SUPPLIED DATA ▸

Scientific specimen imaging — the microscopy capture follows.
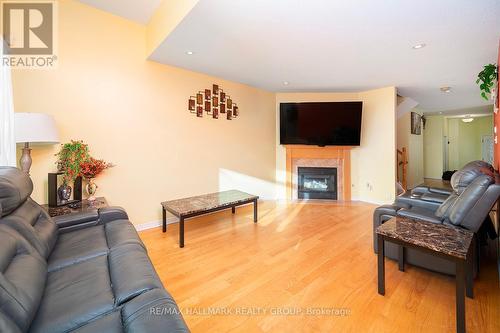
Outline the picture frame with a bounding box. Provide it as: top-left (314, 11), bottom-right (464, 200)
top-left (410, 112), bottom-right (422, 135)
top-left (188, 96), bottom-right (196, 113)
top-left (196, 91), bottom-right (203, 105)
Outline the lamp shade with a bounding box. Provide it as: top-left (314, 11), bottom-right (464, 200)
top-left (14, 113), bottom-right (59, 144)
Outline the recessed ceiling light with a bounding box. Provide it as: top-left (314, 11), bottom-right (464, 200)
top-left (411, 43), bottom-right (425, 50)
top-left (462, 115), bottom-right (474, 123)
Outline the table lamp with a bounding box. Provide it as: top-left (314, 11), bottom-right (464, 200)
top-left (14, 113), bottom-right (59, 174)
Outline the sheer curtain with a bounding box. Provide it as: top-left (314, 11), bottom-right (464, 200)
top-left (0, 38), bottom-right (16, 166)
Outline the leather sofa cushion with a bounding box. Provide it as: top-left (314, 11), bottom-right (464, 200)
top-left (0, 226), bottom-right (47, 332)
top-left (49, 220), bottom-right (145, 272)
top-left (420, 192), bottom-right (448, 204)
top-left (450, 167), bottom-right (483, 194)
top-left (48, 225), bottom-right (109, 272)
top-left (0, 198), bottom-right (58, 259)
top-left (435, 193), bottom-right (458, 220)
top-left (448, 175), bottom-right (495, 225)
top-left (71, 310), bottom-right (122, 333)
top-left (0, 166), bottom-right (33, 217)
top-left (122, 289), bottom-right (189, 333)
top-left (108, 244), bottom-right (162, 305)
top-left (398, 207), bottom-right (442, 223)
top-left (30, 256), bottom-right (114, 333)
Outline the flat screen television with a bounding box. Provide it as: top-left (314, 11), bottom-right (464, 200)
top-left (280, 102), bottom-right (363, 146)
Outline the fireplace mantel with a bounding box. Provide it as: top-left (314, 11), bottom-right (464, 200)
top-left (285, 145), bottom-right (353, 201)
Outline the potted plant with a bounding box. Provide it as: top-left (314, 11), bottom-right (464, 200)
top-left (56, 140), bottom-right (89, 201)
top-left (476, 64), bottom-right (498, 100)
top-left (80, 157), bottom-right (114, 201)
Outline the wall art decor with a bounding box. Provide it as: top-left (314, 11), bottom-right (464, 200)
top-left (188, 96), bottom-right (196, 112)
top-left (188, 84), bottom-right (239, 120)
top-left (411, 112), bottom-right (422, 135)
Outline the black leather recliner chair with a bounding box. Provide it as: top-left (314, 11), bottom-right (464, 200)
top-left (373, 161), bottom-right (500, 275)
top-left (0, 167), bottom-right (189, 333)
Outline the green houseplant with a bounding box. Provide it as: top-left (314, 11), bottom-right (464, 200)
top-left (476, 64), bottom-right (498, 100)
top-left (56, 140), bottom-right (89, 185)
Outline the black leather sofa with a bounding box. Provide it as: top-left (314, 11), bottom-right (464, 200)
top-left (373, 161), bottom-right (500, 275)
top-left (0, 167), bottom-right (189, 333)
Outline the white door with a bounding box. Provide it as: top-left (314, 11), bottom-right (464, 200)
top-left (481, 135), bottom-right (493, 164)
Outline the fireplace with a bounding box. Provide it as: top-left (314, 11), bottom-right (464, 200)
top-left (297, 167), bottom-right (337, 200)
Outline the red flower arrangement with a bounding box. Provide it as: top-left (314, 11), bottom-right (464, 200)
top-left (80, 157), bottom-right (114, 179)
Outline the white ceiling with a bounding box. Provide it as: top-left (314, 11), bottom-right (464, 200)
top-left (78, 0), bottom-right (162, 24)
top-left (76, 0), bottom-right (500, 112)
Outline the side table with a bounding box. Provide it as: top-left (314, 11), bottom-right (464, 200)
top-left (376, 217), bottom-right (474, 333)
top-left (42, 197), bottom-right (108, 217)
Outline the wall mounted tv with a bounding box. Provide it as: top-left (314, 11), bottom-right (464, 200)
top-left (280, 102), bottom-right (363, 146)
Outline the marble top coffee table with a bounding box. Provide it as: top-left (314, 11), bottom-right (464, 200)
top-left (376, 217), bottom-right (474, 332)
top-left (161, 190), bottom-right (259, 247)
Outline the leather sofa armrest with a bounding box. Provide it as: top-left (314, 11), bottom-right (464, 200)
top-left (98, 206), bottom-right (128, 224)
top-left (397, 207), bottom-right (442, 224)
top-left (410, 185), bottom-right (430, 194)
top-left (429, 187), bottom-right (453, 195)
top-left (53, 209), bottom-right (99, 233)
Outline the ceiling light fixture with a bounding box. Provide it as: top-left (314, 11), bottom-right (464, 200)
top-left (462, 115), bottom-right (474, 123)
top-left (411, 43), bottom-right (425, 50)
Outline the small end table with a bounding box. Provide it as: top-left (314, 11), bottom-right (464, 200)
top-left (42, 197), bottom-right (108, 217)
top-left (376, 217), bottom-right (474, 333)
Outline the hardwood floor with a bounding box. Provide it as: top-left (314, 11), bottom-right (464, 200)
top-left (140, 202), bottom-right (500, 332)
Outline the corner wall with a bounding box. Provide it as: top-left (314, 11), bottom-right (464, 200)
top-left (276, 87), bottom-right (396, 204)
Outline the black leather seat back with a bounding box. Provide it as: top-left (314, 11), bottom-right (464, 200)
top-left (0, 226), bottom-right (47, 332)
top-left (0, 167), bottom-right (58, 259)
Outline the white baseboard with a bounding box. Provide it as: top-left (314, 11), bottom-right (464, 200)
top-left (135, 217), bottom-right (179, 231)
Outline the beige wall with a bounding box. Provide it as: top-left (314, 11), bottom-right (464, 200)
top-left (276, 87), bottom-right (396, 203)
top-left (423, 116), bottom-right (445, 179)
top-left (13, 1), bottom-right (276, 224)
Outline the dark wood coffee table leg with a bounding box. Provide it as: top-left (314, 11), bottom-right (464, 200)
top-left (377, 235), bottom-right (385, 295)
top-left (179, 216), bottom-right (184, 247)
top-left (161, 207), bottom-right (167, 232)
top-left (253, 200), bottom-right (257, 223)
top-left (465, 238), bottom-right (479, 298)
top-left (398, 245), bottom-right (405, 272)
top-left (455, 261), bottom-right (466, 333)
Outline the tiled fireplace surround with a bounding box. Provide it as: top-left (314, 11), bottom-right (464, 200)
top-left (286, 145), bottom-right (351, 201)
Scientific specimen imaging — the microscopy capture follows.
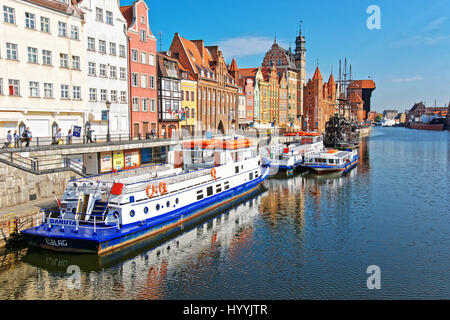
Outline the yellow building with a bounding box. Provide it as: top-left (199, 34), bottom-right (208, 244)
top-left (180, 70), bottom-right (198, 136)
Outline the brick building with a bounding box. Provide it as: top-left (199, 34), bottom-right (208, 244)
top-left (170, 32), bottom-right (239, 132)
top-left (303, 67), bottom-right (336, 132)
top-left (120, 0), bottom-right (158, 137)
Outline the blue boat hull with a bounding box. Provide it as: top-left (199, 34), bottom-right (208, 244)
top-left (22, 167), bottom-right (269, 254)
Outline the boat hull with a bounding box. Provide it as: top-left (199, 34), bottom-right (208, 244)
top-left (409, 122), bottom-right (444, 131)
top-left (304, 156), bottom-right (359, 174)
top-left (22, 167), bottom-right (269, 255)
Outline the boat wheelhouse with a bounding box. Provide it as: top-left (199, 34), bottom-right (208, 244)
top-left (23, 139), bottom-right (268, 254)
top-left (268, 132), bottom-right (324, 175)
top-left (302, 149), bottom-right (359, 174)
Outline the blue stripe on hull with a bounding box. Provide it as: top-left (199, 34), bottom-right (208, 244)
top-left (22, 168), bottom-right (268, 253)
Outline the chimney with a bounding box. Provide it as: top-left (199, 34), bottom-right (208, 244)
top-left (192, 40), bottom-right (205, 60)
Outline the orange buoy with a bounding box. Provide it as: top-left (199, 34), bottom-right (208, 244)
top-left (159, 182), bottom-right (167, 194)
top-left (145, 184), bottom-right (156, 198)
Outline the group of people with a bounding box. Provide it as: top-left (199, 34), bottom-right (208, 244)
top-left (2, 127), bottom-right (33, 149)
--
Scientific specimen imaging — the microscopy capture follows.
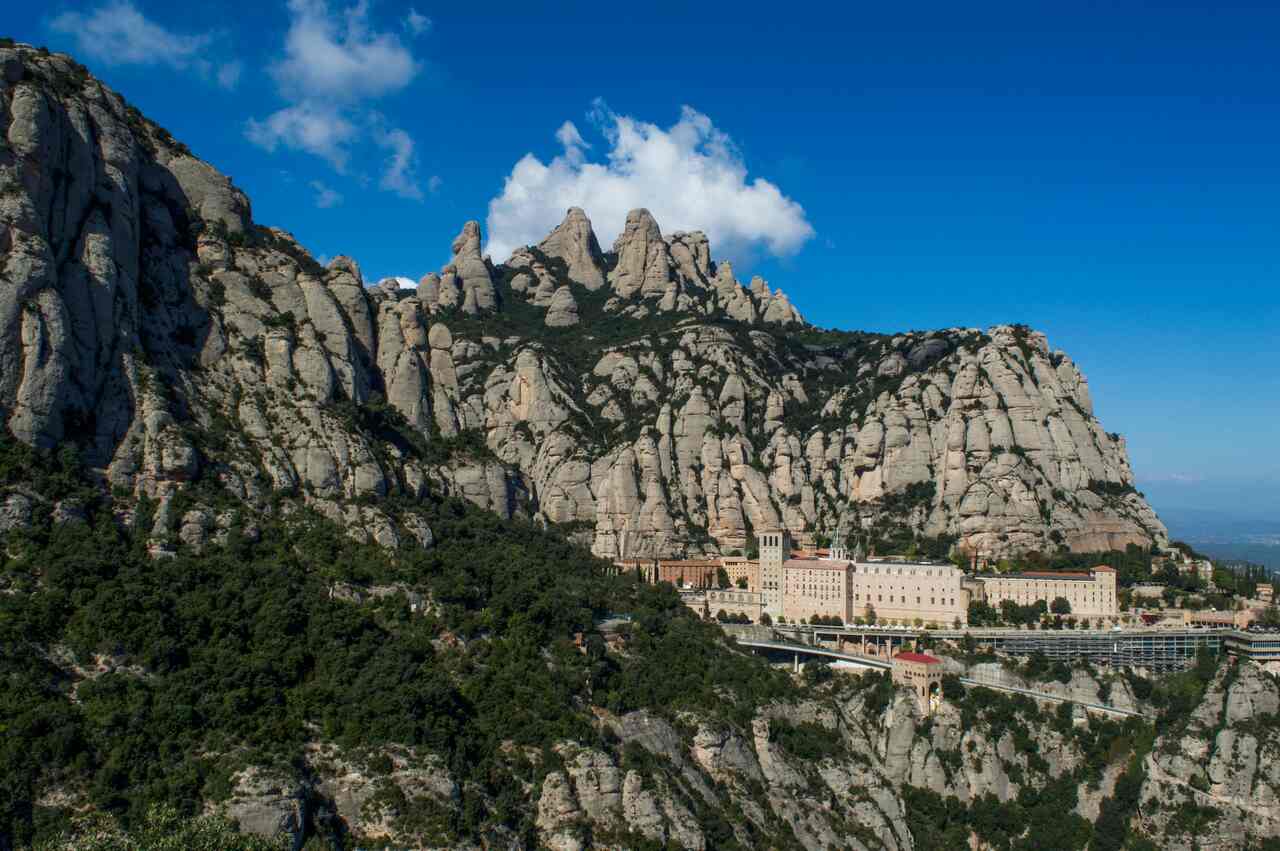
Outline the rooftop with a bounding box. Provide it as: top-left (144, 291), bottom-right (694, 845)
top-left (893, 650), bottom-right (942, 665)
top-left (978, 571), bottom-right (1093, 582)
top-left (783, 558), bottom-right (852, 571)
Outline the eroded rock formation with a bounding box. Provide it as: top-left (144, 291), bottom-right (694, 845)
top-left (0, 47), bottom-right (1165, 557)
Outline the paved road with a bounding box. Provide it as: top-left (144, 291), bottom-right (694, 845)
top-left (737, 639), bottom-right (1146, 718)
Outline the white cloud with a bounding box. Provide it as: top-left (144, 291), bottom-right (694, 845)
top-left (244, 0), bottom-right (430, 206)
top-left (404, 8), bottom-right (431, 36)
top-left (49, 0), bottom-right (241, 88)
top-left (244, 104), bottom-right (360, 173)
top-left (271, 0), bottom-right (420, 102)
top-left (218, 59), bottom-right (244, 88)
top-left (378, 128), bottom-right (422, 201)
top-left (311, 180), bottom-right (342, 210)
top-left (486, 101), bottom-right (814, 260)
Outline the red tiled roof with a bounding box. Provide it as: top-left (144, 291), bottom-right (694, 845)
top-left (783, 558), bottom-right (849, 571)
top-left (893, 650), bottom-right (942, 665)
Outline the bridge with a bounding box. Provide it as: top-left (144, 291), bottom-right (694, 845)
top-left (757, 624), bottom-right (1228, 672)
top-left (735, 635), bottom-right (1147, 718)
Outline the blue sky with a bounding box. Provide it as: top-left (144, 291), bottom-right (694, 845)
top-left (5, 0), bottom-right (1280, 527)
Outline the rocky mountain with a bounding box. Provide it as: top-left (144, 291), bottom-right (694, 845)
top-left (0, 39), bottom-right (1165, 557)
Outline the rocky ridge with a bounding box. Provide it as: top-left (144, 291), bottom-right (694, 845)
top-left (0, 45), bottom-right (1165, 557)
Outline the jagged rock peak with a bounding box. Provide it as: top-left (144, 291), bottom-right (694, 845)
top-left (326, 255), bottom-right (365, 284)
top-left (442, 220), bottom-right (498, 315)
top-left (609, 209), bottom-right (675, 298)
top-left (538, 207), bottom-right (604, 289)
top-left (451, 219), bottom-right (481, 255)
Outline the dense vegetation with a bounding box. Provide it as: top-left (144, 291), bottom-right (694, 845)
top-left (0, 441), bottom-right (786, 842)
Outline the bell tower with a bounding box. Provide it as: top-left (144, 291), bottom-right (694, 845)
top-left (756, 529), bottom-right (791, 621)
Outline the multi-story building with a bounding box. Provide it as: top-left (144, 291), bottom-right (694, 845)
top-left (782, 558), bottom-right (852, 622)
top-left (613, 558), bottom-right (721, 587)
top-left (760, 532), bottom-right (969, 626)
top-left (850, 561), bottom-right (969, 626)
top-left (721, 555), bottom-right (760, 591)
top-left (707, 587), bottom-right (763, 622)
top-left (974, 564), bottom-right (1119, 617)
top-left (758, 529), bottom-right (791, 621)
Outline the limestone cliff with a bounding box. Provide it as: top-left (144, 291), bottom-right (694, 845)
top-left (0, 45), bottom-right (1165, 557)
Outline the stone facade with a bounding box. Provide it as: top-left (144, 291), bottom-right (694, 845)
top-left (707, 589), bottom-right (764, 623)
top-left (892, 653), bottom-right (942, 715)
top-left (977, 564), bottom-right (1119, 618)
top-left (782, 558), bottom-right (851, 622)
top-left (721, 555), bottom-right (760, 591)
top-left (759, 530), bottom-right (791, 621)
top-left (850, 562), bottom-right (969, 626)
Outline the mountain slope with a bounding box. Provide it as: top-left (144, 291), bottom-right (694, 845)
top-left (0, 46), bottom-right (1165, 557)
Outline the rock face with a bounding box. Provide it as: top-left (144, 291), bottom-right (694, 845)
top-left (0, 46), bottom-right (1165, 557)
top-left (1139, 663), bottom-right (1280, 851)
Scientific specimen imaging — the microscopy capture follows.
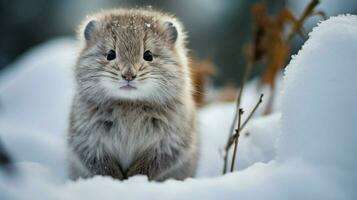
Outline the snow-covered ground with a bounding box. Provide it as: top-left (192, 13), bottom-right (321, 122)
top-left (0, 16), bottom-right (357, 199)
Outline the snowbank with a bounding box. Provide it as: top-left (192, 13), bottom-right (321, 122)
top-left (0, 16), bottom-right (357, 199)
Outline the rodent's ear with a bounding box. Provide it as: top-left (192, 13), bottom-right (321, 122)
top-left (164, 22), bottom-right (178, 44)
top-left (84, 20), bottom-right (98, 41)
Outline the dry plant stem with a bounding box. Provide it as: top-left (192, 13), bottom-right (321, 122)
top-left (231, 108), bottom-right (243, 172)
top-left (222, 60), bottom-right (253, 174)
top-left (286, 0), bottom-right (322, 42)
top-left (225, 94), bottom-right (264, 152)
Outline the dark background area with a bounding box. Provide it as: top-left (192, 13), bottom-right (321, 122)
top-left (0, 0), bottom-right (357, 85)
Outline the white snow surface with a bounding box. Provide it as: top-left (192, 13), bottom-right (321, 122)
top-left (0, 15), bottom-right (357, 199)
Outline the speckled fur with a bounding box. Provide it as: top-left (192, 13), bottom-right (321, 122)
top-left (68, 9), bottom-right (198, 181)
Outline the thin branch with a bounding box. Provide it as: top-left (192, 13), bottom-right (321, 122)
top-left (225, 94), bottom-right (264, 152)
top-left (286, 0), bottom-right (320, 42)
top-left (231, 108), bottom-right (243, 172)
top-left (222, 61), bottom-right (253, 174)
---
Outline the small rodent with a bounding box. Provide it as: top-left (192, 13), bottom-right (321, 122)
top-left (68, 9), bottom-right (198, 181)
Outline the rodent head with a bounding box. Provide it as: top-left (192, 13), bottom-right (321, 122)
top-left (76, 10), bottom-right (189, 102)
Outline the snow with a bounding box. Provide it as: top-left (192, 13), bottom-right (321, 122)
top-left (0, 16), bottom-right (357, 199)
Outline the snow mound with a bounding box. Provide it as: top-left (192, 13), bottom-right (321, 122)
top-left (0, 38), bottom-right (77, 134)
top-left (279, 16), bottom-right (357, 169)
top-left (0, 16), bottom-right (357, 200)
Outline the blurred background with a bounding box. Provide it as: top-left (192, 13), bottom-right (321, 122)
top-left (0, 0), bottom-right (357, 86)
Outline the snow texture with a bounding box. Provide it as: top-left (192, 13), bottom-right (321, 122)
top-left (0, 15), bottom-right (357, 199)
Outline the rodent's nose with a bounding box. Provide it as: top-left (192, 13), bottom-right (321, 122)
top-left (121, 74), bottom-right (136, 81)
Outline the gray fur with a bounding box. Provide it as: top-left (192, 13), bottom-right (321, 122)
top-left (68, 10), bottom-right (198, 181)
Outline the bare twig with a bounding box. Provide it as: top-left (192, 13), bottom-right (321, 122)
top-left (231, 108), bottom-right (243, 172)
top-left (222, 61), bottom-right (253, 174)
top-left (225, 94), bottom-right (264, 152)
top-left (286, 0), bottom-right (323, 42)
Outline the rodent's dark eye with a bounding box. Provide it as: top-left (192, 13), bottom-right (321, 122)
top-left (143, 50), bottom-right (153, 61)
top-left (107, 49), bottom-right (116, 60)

DESCRIPTION OF THE TASK ▸ Copy out everything from the line containing "Outline the hardwood" down to the line containing "top-left (276, 87), bottom-right (396, 204)", putting "painted wall" in place of "corner wall" and keeping all else the same.

SOLUTION TO THIS TASK ▸
Outline the hardwood floor with a bounding box. Provide it as: top-left (314, 11), bottom-right (464, 200)
top-left (140, 202), bottom-right (500, 332)
Outline the painted wall with a bounding box. Provide it as: top-left (314, 11), bottom-right (464, 200)
top-left (276, 87), bottom-right (396, 204)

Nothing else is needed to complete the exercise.